_Document_.
# # #
1. Développement d’une micro-batterie 3D à ions lithium tout solide (IEMN, IMN, UCCS, LRCS)
Dans le domaine des micro-batteries au lithium, une couche de nitrure de silicium (SiN – barrière de diffusion du lithium) est déposée sur le substrat en silicium. Ce matériau étant un isolant électronique, il faut donc déposer un collecteur de courant métallique sur ce SiN avant de réaliser l’électrode négative de la micro-batterie ce qui complique l’empilement de matériaux. Pourquoi ne pas réaliser un matériau combinant la fonction de barrière de diffusion au lithium et collecteur de courant faiblement résistif ? Les nitrures de métaux de transition comme le nitrure de titane (TiN) semblent être des candidats idéaux pour cette application. Nous avons montré (figure 2) au sein du groupe CSAM que ce TiN apparaît donc comme une alternative crédible dès lors que l’on souhaite réaliser une micro-batterie 2D ou 3D dans laquelle l’électrode négative est en contact avec le substrat en silicium1.

Figure 2 – Evolution de la résistivité du TiN (A) et de la capacité surfacique (B) en fonction de la température utilisée dans le procédé de dépôt par pulvérisation cathodique. C. Cyclage galvanostatique d’une électrode d’or déposée sur silicium avec et sans barrière de diffusion en TiN (D).
# # #
_Données fournies_.

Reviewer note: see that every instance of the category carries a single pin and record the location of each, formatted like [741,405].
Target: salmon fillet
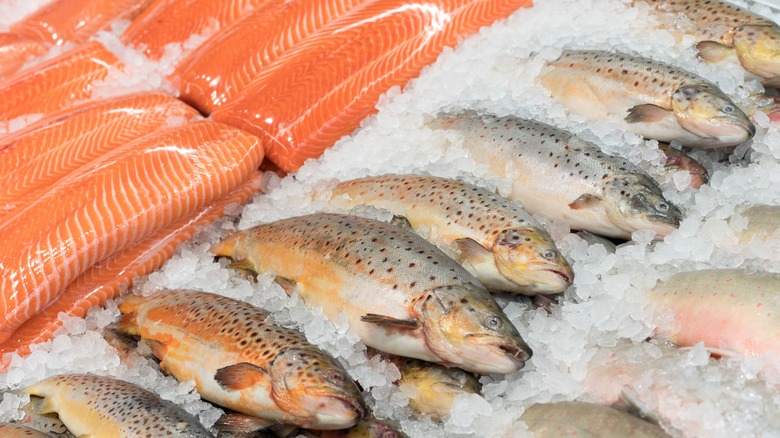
# # #
_Sujet à traiter_.
Dans le document sur la micro-batterie au lithium, recopiez à l'identique le passage qui va de « Figure 2 – Evolution » jusqu'à « en TiN (D). » inclus.

_Résultat final_.
Figure 2 – Evolution de la résistivité du TiN (A) et de la capacité surfacique (B) en fonction de la température utilisée dans le procédé de dépôt par pulvérisation cathodique. C. Cyclage galvanostatique d’une électrode d’or déposée sur silicium avec et sans barrière de diffusion en TiN (D).